— Labels for object points —
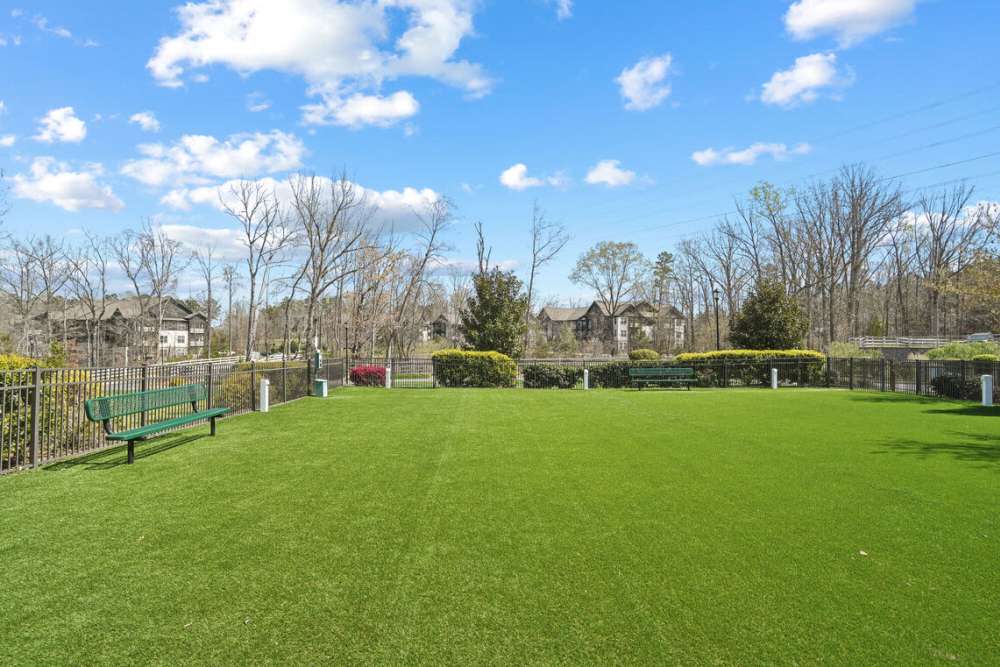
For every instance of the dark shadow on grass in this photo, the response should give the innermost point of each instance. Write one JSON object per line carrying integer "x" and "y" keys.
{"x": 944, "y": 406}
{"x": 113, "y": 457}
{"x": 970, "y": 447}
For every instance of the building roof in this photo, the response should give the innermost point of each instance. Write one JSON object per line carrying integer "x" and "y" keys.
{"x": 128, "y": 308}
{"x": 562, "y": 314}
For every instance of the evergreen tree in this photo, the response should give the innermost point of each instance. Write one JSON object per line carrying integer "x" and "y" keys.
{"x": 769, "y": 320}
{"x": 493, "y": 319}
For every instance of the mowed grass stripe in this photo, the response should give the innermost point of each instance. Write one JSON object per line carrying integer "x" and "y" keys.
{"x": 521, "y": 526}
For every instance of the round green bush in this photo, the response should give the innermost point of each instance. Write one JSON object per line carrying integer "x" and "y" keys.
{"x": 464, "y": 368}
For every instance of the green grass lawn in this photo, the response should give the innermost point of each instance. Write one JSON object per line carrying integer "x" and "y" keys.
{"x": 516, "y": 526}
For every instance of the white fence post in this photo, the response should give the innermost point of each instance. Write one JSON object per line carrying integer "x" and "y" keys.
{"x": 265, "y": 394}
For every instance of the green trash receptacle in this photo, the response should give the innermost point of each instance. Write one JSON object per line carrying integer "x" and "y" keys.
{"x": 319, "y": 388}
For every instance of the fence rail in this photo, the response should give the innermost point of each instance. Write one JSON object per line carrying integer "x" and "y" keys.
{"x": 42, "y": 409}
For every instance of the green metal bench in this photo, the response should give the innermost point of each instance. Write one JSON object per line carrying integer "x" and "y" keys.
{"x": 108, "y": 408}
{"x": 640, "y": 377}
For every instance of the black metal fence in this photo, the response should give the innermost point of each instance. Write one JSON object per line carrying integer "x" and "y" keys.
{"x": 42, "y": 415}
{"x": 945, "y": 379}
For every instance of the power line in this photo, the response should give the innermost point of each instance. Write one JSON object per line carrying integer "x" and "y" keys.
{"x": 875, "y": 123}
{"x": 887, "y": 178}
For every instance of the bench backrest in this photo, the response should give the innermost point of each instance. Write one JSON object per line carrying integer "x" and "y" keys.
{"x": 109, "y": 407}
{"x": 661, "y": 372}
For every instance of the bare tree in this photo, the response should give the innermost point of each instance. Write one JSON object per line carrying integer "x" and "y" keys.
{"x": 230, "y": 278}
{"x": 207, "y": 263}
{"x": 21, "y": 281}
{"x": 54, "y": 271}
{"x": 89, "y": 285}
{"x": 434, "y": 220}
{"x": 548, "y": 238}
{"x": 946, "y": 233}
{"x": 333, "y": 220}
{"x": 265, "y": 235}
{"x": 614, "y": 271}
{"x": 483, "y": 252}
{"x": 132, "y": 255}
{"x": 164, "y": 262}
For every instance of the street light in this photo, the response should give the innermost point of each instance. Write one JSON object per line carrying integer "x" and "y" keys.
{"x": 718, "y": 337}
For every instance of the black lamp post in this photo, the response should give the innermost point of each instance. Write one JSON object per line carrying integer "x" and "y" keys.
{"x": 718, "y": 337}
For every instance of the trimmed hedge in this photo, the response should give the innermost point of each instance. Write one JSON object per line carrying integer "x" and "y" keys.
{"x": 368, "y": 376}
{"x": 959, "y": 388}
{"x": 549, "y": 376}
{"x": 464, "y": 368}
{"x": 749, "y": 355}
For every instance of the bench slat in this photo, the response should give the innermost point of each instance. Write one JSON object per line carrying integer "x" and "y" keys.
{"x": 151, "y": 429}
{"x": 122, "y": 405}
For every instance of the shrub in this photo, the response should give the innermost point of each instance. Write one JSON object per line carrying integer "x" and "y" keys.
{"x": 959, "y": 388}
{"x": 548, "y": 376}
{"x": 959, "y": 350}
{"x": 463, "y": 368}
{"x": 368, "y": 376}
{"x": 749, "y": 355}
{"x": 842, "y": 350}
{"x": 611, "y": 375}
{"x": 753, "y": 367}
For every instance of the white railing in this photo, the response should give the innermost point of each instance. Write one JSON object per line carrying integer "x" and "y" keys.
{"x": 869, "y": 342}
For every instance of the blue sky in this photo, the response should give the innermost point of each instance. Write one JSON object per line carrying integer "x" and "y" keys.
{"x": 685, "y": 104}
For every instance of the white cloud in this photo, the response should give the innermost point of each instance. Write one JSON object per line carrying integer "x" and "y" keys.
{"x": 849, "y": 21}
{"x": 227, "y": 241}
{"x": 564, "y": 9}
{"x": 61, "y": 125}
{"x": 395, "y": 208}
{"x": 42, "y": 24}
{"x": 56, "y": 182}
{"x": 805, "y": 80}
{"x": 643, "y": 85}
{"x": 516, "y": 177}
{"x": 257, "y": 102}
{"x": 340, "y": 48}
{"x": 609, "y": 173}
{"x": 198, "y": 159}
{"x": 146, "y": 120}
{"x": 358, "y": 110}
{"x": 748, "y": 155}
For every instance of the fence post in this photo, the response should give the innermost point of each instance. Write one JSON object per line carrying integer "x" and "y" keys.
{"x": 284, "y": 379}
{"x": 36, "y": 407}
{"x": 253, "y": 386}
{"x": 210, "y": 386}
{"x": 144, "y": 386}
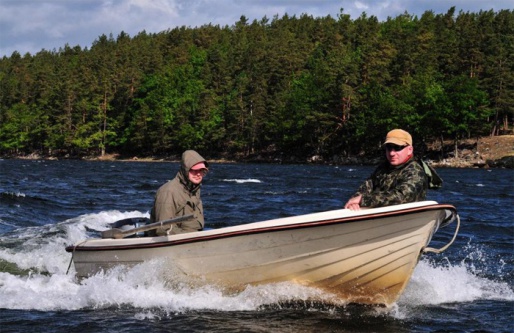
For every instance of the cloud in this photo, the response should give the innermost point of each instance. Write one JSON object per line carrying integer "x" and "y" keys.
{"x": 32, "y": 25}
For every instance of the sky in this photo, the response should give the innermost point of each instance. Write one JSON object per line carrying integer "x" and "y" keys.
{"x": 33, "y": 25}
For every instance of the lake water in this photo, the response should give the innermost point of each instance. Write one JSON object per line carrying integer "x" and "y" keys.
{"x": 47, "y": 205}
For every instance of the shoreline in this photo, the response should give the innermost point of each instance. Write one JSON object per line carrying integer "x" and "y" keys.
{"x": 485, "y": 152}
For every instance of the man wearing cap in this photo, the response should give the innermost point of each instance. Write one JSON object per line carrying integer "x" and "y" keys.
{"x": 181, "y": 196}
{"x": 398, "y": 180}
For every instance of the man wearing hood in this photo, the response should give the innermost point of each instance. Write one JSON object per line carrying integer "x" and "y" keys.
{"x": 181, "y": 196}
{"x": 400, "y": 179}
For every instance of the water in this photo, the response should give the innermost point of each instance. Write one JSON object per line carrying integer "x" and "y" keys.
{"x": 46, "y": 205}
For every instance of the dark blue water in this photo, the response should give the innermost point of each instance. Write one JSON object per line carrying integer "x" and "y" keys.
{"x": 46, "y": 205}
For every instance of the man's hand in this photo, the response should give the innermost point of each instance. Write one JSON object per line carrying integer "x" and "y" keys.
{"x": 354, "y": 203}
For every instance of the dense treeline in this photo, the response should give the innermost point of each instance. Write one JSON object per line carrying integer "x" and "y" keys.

— Written exercise —
Reproduce the material above word for word, leaving out the pictures.

— Response to this task —
For every instance of the dark shadow on grass in this photo, the response should give the innermost point of each instance. Write one JSON object per line carrying integer "x" and "y" keys.
{"x": 944, "y": 406}
{"x": 113, "y": 457}
{"x": 970, "y": 447}
For every instance of the building roof in this photo, the response should give the innermost point of each instance. Write one JSON object per line carrying integer "x" and "y" keys.
{"x": 128, "y": 308}
{"x": 562, "y": 314}
For every instance of the evergreen tree in this photo, the response should give the innermost point of each instance. Write one JSON object per line carrying integer "x" and "y" keys.
{"x": 769, "y": 320}
{"x": 493, "y": 319}
For every instance of the mowed grass stripe in this photo, the response should give the innermost point of each instance. Write one JSON object per line carrying integer "x" and "y" keys.
{"x": 521, "y": 526}
For every instance of the round green bush in this photo, the response should give the innermost point of each instance. Write one JSON object per line carrying integer "x" and "y" keys.
{"x": 464, "y": 368}
For every instance of the green grass lawn in this photo, the response should give the innermost point of each instance. Write one JSON object per line carrying integer "x" and "y" keys.
{"x": 516, "y": 526}
For every instance of the white fence post in this photo, the response should give the innermost point of each instance. Write one JSON object per line carrying integer "x" and "y" keys.
{"x": 265, "y": 394}
For every instance of the green trash receptacle in this photo, the response should give the innermost point of each instance. Write one JSON object per line carrying integer "x" and "y" keys.
{"x": 319, "y": 388}
For every instance of the fence rail in this photo, the response should give the innermost point of each instance. Write one JSON object per line carrying integer "x" and "y" keys.
{"x": 42, "y": 409}
For every instance of the green metal bench in this photo, the response should give the innermost point of each instance. Write one JSON object per line carrying integer "x" and "y" keys.
{"x": 108, "y": 408}
{"x": 640, "y": 377}
For every instance of the black metal fence in this photo, the response should give the innermost point of each instance. Write one JSON object per line carrying integer "x" and "y" keys.
{"x": 42, "y": 415}
{"x": 945, "y": 379}
For every instance of the power line in this photo, the response should give the innermost point of each instance. Write one JSON object per line carrying integer "x" and "y" keys.
{"x": 875, "y": 123}
{"x": 887, "y": 178}
For every instance of the bench backrest in this photo, the response should give the innermost point of each instance. Write one JSON object per line carrying integer "x" and "y" keys.
{"x": 109, "y": 407}
{"x": 661, "y": 372}
For every instance of the bare tree in this photo, the response should give the innermost point of each instance. Write one JSON object per line carrying integer "x" and "y" keys.
{"x": 230, "y": 278}
{"x": 207, "y": 263}
{"x": 21, "y": 281}
{"x": 54, "y": 271}
{"x": 89, "y": 285}
{"x": 434, "y": 220}
{"x": 548, "y": 238}
{"x": 946, "y": 233}
{"x": 333, "y": 220}
{"x": 265, "y": 235}
{"x": 614, "y": 271}
{"x": 483, "y": 252}
{"x": 132, "y": 255}
{"x": 164, "y": 262}
For every instance of the street light in this photo, the response should give the innermost point of each instance. Write one JSON object per line carrying integer "x" and "y" keys.
{"x": 718, "y": 337}
For every instance of the black lamp post in this photo, the response should give the innermost point of each instance. Write one JSON object per line carrying integer "x" and "y" keys.
{"x": 718, "y": 337}
For every instance of the trimmed hedge in this photo, the response should give the innermost point of each instance. Write one JSON object per line carrying integer "x" and "y" keys.
{"x": 368, "y": 376}
{"x": 959, "y": 388}
{"x": 549, "y": 376}
{"x": 464, "y": 368}
{"x": 749, "y": 355}
For every instance of the bench slat in this photo, the response should give the innermost point of each instance. Write one JSON object per line carrying integer "x" and "y" keys.
{"x": 151, "y": 429}
{"x": 122, "y": 405}
For every instance of the shrub in this photo, the response should give the innermost point of each instance. Write one JSON object per line carrying integer "x" and "y" keys.
{"x": 959, "y": 388}
{"x": 548, "y": 376}
{"x": 959, "y": 350}
{"x": 463, "y": 368}
{"x": 368, "y": 376}
{"x": 749, "y": 355}
{"x": 842, "y": 350}
{"x": 611, "y": 375}
{"x": 753, "y": 367}
For every instance of the white railing in this photo, the response should give the innermost point of each instance. Write one JSON object per line carrying integer "x" and "y" keys.
{"x": 869, "y": 342}
For every instance of the blue sky in this photo, the response should give the innermost point of each instance. Write one JSON object per line carrying integer "x" and "y" keys.
{"x": 685, "y": 104}
For every instance of the white cloud in this photo, the response should give the innermost point of each instance. Write one JSON object per line carrying integer "x" and "y" keys.
{"x": 849, "y": 21}
{"x": 227, "y": 241}
{"x": 564, "y": 9}
{"x": 61, "y": 125}
{"x": 395, "y": 208}
{"x": 42, "y": 24}
{"x": 56, "y": 182}
{"x": 805, "y": 80}
{"x": 643, "y": 85}
{"x": 516, "y": 177}
{"x": 257, "y": 102}
{"x": 340, "y": 48}
{"x": 609, "y": 173}
{"x": 198, "y": 159}
{"x": 146, "y": 120}
{"x": 358, "y": 110}
{"x": 748, "y": 155}
For every instance of the fence post in this photo, the response should give the innermost point of each instance. Write one JSON object per line carrying integer "x" and "y" keys.
{"x": 284, "y": 379}
{"x": 36, "y": 407}
{"x": 253, "y": 386}
{"x": 210, "y": 386}
{"x": 144, "y": 386}
For every instance of the cloud in this photo, the response should give the innermost point of each instance. Write one JSON object per line carrying integer "x" and "y" keys.
{"x": 32, "y": 25}
For every instance of the sky in this photo, the response should give the innermost point of each instance. Write one JSON object per line carrying integer "x" and "y" keys.
{"x": 33, "y": 25}
For every instance of the lake water in this photo, the response should give the innermost point of each instance. Write one JSON object per line carrying integer "x" and "y" keys.
{"x": 47, "y": 205}
For every instance of the shoreline in this photo, the response should give the innermost point of each instance. Write one JSON object per line carrying integer "x" and "y" keys.
{"x": 485, "y": 152}
For every instance of the man wearing cap in this photo, the response should give the innermost point of each instance. Write one JSON object per line carrying integer "x" and "y" keys.
{"x": 181, "y": 196}
{"x": 398, "y": 180}
For every instance of the man wearing hood in this photo, the response should give the innermost point of each instance. Write one JSON object per line carrying integer "x" and "y" keys.
{"x": 181, "y": 196}
{"x": 400, "y": 179}
For every instance of the water in this photo, the response should give the innermost point of each instance. Write one JSON object per line carrying integer "x" and "y" keys.
{"x": 46, "y": 205}
For every instance of the dark blue water in this photo, the response should give the innermost point of each instance. Write one JSON object per line carrying integer "x" and "y" keys.
{"x": 46, "y": 205}
For every instance of the man's hand in this photo, the response should give the innermost point of each instance. Write one JSON object per line carrying integer "x" and "y" keys.
{"x": 354, "y": 203}
For every instance of the dense treeline in this photo, the response should give the innermost point of each instance. Write one JSON object per line carrying integer "x" and "y" keys.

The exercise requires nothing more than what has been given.